── PAGE TEXT

Secondly, the decision of storing the entire s(x) in the register simplifies the overall architecture, as the register and the data exchange interface with the data-memory (block RAM) does not have to deal with different sizes of coefficients. Note that the coefficients of s(x) are always 4-bits wide (a divisor of 64) and each load stores 16 coefficients into the buffer for s(x). This architecture requires less overhead for data loading: loading s(x) into the register takes 16 cycles only, whereas loading an entire a(x) into the buffer would require 52 cycles.

Finally, our design optimizes the number of flip-flops and logic elements for the shift register. To store s(x) we need only  $4 \times 256 = 1,024$  flip-flops as opposed to  $13 \times 256 = 3,328$  flip-flops in the other strategy.

This comes at the cost of a more complicated loading process, since the coefficients of a(x) are stored over multiple RAM blocks, unlike the coefficients of s(x). However, the loading techniques described in Section 3.5.3 ameliorate the problem and the advantages detailed so far greatly outweigh the drawbacks.

────
── STORED DATA

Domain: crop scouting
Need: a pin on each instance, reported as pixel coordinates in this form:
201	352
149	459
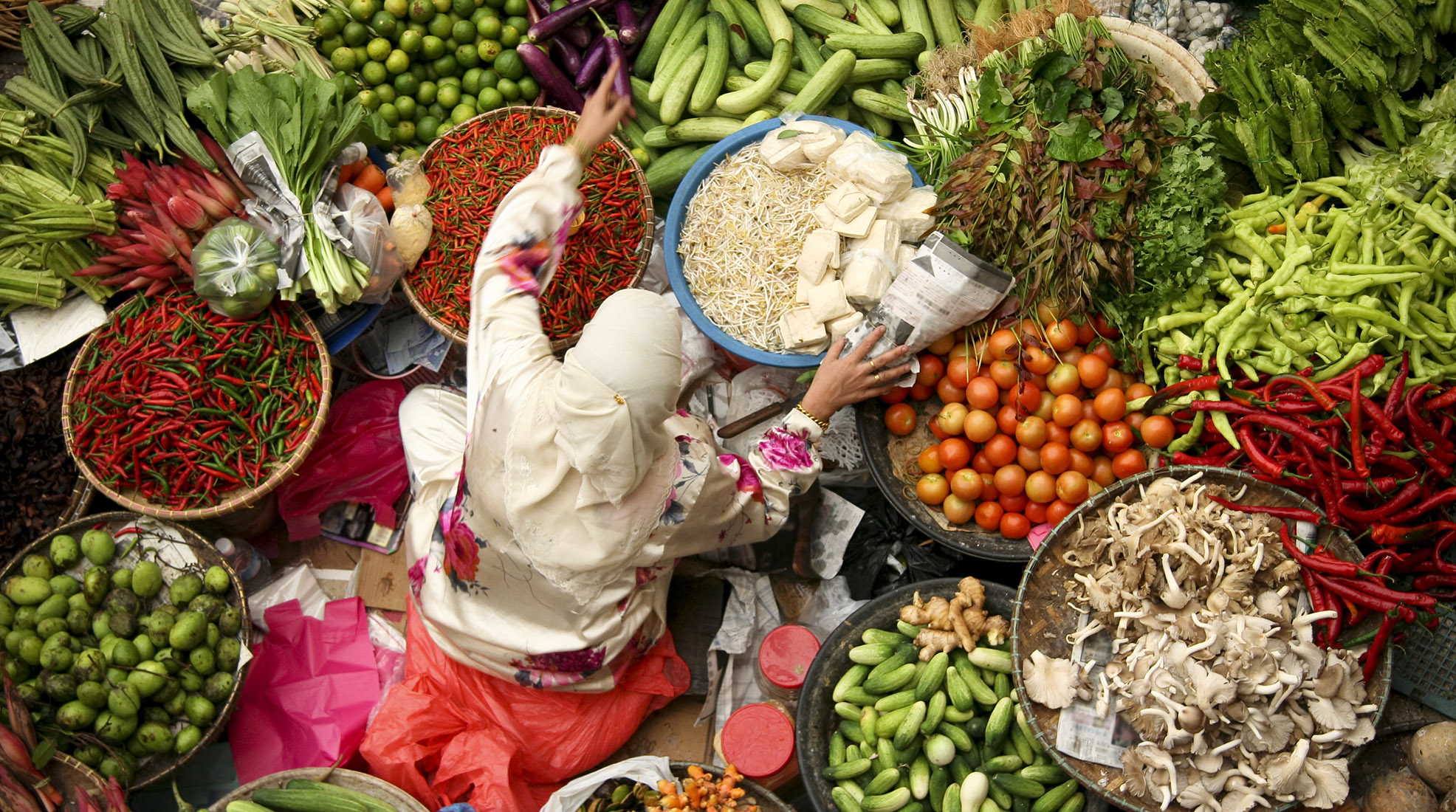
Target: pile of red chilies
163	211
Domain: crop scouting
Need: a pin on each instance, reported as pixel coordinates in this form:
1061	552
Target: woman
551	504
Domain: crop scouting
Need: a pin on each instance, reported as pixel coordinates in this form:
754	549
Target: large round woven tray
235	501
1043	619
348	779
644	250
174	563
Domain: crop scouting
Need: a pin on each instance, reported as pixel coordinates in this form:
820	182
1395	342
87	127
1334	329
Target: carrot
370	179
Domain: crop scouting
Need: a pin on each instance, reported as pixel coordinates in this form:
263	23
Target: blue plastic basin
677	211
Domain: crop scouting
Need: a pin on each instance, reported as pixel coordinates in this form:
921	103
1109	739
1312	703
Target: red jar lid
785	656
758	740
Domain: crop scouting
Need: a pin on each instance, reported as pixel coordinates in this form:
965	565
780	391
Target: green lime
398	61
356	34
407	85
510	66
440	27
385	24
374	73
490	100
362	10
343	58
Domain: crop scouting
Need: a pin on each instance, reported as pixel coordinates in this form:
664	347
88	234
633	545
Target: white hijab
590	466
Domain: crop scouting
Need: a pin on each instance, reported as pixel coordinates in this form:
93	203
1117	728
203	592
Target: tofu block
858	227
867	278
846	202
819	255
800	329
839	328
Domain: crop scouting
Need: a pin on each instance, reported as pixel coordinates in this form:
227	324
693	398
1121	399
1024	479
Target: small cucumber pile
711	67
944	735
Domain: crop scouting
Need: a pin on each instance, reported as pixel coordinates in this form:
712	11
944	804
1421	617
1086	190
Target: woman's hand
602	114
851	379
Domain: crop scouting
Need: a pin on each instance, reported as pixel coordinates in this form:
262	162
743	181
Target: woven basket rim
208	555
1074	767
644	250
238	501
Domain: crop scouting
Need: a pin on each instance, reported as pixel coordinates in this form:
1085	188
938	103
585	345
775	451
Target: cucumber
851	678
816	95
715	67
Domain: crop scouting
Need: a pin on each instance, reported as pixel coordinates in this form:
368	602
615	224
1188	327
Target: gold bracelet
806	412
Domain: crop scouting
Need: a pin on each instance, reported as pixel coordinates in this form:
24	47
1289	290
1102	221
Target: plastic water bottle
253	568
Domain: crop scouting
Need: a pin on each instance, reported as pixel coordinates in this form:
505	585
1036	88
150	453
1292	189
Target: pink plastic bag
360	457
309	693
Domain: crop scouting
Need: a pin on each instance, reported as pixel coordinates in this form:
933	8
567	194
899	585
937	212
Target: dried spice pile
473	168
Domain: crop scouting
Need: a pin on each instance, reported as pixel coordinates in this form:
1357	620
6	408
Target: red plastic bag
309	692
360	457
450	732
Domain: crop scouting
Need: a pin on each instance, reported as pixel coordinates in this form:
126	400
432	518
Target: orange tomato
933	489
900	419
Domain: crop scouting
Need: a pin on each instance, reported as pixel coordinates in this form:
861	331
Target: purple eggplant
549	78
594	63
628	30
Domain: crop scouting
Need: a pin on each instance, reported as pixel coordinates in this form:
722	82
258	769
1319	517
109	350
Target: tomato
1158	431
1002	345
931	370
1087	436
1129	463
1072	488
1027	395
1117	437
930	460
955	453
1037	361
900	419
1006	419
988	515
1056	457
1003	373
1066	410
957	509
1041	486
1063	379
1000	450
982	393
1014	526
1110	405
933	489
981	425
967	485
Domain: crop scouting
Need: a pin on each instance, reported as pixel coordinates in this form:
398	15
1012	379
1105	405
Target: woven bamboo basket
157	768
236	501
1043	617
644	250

────

> CHALLENGE 1:
According to the passage on the s(x) register, why does storing the entire s(x) in the register simplify the overall architecture?
> CHALLENGE 2:
Using the passage on the s(x) register, answer each question briefly:
(a) How many cycles does loading s(x) into the register take?
(b) How many flip-flops are needed to store s(x)?
(c) Which section describes the loading techniques that ease the more complicated loading process?
> CHALLENGE 3:
Reproduce the part of the passage on the s(x) register starting with "Finally, our design" and going on through "the other strategy.", swapping in "latches" wherever "flip-flops" appears.

> EXERCISE SOLUTION 1:
The register and the data exchange interface with the block RAM do not have to handle coefficients of different sizes. The coefficients of s(x) are always 4 bits wide, which divides 64, so each load places 16 coefficients into the s(x) buffer.

> EXERCISE SOLUTION 2:
(a) 16 cycles
(b) 1,024 flip-flops
(c) Section 3.5.3

> EXERCISE SOLUTION 3:
Finally, our design optimizes the number of latches and logic elements for the shift register. To store s(x) we need only  $4 \times 256 = 1,024$  latches as opposed to  $13 \times 256 = 3,328$  latches in the other strategy.